▸ Material shown:
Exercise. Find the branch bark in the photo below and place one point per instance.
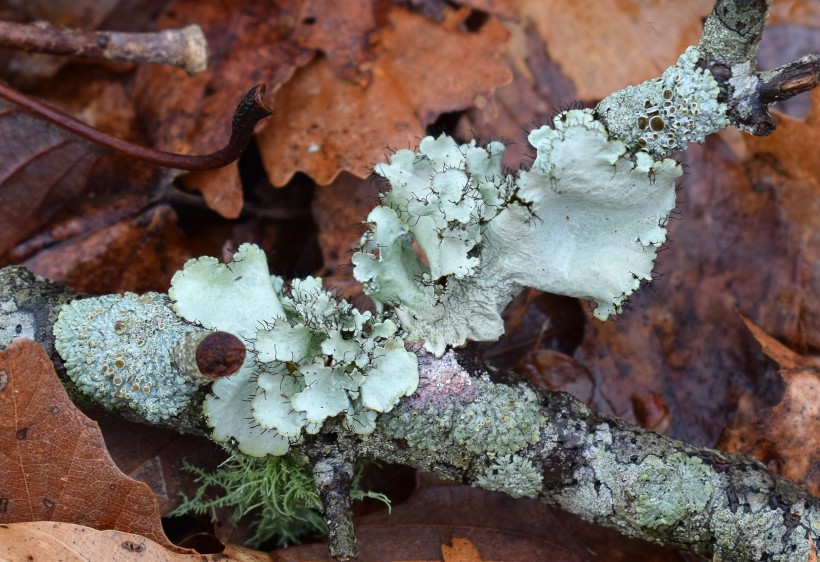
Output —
(185, 48)
(470, 423)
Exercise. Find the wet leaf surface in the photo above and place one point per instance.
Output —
(785, 437)
(349, 84)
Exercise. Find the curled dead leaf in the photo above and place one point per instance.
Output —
(55, 466)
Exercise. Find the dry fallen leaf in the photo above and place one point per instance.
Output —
(42, 171)
(54, 465)
(68, 542)
(787, 436)
(495, 525)
(324, 124)
(610, 44)
(248, 44)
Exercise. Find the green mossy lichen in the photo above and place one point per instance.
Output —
(280, 492)
(671, 489)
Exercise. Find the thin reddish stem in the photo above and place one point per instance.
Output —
(248, 113)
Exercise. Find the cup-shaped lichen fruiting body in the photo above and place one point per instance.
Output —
(207, 356)
(118, 350)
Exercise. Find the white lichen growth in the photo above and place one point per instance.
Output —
(118, 350)
(314, 356)
(664, 115)
(514, 475)
(670, 489)
(454, 240)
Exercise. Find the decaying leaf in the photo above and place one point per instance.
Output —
(606, 45)
(787, 436)
(67, 542)
(42, 171)
(324, 124)
(461, 550)
(54, 465)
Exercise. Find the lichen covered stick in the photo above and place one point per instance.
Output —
(324, 382)
(468, 423)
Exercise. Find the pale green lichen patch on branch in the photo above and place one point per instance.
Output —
(314, 356)
(455, 239)
(664, 115)
(514, 475)
(496, 420)
(118, 350)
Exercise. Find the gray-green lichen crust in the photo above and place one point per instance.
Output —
(514, 475)
(314, 356)
(496, 420)
(664, 115)
(454, 239)
(671, 489)
(117, 350)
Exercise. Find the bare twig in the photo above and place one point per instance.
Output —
(730, 41)
(248, 113)
(790, 79)
(185, 48)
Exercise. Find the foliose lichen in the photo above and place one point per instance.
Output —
(314, 356)
(497, 420)
(118, 349)
(454, 239)
(514, 475)
(671, 489)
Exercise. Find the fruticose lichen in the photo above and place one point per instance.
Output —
(496, 420)
(314, 355)
(514, 475)
(671, 489)
(118, 350)
(454, 239)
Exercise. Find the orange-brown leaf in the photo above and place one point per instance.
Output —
(54, 465)
(68, 542)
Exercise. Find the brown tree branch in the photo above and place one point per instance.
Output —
(185, 48)
(248, 113)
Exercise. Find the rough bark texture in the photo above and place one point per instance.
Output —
(472, 424)
(185, 48)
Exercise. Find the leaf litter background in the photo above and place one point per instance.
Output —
(719, 351)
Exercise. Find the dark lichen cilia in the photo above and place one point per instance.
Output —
(118, 350)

▸ Task to complete: In the entries above, find each line with "bark" and copy it.

▸ Answer to the problem:
Exercise. Find the branch bark in the photo below and place one point per instance.
Exercise. Find the rough bark texture in the photo above and place one point per instance.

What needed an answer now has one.